==== Extract provided ====

Text of Mayor Peter Corroon's State of the County address, January 8, 2008

Foundation for the Future

Mr. Chair, honorable elected officials, distinguished guests, department heads, division directors, employees, volunteers: Good Morning. I'm honored to be with you today.

This year my staff has bets going about whether I'll pull a Larry Miller and cry during my speech. I told them the only crying will be their tears of joy at the end of my remarks.

In March 1958 the White House issued an "Introduction to Outer Space" in which then-President Eisenhower noted that, "Every person has the opportunity to share through understanding in the adventures which lie ahead." The report also noted the "compelling urge" that leads us to "try and go where no one has gone before."

A few years later those words helped inspire that famous "Space, the final frontier" introduction which welcomed television viewers to Star Trek, a show that would eventually result in other opportunities, movies and Trekkie conventions.

Today I hope those words have a similar effect — minus the Trekkie conventions — as I present the 2008 State of the County.

If anyone knows about our universe, it's Salt Lake County's Clark Planetarium.

When we look at the sky we see a limitless expanse above us. A telescope allows us to bring things that are far away into our view. We can focus on planets, stars, orbits — even though we are hundreds of miles away. It's important to have a broad view, but also important to get a more focused perspective.

Likewise, in Salt Lake County, as we review our many opportunities, we also have to take an in-depth approach to understanding the county universe.

Our challenge is taking in the vast programs, services and people in our community and not being overwhelmed.

Another challenge is remembering that we should act as One County Government.

Salt Lake County is still the most populous county in the state, with an estimated population of more than one million. Our county is expected to grow to nearly 1.4 million by the year 2030. And Utah ranks No. 3 in the U.S. for lifespan with an average of 78.7 years, meaning most of us should still be alive and kicking for years to come. Today's news also reports we are No. 5 in lustfulness in Salt Lake City.

Why are these numbers important?

Because Salt Lake County's young population, coupled with our long life expectancy and population growth, means that when we make decisions we are not planning for the next year or two— we're laying the foundation for lifetimes.

In the past year, I think we have helped lay that foundation for our future. Like most of our successes, last year's accomplishments have come from collaborations with our citizens, businesses and other government agencies.

In the last year we saw our share of ups and downs.

• In February the Trolley Square shooting painfully reminded us why we prepare so thoroughly for emergencies, and why collaboration is so vitally important. It was a tragic incident, but it highlighted the excellence of our mental health services in responding to tragedy.

• This summer found us in the middle of a statewide cryptosporidium outbreak, to which our Parks & Recreation division, along with the health department, worked wonders over long hours, to make sure we could swim safely.

• The Salt Palace successfully hosted the Rotary International convention during June. We had over 24,000 people use the Salt Palace facilities. More than 148 countries were represented, speaking more than 95 different languages within our county.

• And in August we hosted the largest Outdoor Retailer Summer Market that has ever been held.

These types of events cannot take place without significant cooperation between government, citizens, the business community, and other organizations.

2008 will undoubtedly bring its share of ups and downs. I'd like to present my vision for Salt Lake County, while also highlighting a few of our many accomplishments for 2007.

Of course, as the band Chicago might say, these accomplishments are "only the beginning, only just the start."

When I came to this office, there was a great need to restore Salt Lake County's morale and reputation.

==== Dataset rows ====

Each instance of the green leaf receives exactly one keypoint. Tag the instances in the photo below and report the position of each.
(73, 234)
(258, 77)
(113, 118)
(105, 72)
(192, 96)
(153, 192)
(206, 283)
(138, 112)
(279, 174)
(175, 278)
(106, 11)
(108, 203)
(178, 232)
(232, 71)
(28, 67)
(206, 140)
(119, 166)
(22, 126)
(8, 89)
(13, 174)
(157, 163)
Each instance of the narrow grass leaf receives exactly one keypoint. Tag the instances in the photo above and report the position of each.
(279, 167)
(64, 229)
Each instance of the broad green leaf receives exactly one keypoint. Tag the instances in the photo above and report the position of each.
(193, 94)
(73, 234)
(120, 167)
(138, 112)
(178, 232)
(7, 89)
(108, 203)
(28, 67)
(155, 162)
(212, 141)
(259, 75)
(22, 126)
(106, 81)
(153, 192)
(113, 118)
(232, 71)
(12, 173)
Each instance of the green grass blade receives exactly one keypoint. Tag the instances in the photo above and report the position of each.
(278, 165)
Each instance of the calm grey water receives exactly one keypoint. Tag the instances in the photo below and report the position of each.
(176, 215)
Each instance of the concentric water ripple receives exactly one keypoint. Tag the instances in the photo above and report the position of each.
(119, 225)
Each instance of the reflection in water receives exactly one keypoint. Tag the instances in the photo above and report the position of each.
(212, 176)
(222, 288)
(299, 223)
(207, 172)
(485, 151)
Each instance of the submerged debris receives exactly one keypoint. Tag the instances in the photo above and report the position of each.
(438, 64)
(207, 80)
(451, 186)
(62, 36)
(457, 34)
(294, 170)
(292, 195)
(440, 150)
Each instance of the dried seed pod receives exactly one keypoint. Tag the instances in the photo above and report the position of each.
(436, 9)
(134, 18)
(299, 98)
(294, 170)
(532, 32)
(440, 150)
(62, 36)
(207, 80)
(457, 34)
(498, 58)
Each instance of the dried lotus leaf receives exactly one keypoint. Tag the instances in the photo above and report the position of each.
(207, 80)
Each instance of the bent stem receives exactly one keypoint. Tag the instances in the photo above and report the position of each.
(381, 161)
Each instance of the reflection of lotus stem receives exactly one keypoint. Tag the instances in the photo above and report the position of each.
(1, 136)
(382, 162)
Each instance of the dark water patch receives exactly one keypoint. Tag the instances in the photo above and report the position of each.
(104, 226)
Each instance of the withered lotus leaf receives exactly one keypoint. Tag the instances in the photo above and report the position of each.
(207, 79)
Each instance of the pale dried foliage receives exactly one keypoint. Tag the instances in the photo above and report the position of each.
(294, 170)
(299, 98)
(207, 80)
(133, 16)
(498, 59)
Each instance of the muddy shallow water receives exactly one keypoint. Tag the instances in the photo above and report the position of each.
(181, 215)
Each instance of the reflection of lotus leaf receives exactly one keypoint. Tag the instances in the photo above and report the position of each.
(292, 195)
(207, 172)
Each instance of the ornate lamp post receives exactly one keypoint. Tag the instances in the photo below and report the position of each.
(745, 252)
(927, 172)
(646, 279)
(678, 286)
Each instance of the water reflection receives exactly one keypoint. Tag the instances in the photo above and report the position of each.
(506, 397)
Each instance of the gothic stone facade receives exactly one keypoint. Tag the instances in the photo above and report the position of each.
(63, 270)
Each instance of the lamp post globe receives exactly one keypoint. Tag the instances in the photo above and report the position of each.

====

■ **Given task 1**
Set down the passage of the State of the County address from "A few years" to "and Trekkie conventions.", word for word.
■ **Given task 2**
Carry the State of the County address forward from its final sentence.
The rows above were drawn from a different source than the county address.

■ **Final result 1**
A few years later those words helped inspire that famous "Space, the final frontier" introduction which welcomed television viewers to Star Trek, a show that would eventually result in other opportunities, movies and Trekkie conventions.

■ **Final result 2**
Today I'm proud to say that we did what we said we'd do. And when I say "we" I mean all of us as employees of Salt Lake County.

• We have restored and expanded confidence in Salt Lake County.

• We have taken innovative, sensible approaches to everything—from reducing crime to constructing new buildings.

• We have made county government better than we found it.

• We have come a long way.

Much of the integrity and trust we have fought hard for has been achieved, but with the recognition that it has to be earned, by working hard the old fashioned way, every day.

We have an incredible workforce. People often ask me what the secret is to all our accomplishments. I tell them the truth: hire good people and give them the tools to do their jobs. The other key is good leadership — and by that I mean the many elected, appointed and career service officials, program directors, supervisors, and employees.

I like to say that I stand on strong shoulders. Our employees are good, decent people trying to make a difference in peoples' lives.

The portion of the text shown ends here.